Object pointing dataset rows:
━━━
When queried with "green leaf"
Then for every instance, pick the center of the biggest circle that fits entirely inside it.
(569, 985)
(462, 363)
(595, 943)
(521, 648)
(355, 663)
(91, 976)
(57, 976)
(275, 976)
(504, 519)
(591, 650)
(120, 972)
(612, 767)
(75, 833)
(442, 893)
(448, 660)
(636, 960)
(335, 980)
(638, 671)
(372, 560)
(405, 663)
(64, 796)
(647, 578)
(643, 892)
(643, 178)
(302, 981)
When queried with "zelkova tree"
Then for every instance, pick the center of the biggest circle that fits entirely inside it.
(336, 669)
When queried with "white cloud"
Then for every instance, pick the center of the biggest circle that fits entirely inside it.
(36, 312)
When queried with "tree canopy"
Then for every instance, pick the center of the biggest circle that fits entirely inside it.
━━━
◆ **Job**
Print the whole listing again, exactly.

◆ **Answer below**
When queried with "green leaf"
Then for every instance, pick the center of the biggest circle that fits entirely inside it.
(569, 985)
(462, 363)
(595, 943)
(521, 648)
(355, 663)
(91, 976)
(57, 976)
(275, 976)
(504, 519)
(591, 650)
(120, 972)
(612, 767)
(75, 833)
(442, 893)
(448, 660)
(636, 960)
(335, 980)
(638, 671)
(372, 560)
(405, 663)
(64, 796)
(647, 578)
(643, 892)
(643, 178)
(302, 981)
When queried with "zelkova tree"
Then for every instance, pick the center of the biggest circle that fits entirely inside it.
(336, 669)
When queried with "white cloud"
Then for every instance, pick the center of the biggest circle that fits entirely inside it.
(36, 312)
When queried with "tree canopy"
Then for every instance, pick the center of the biggest circle that fits entirely inside it.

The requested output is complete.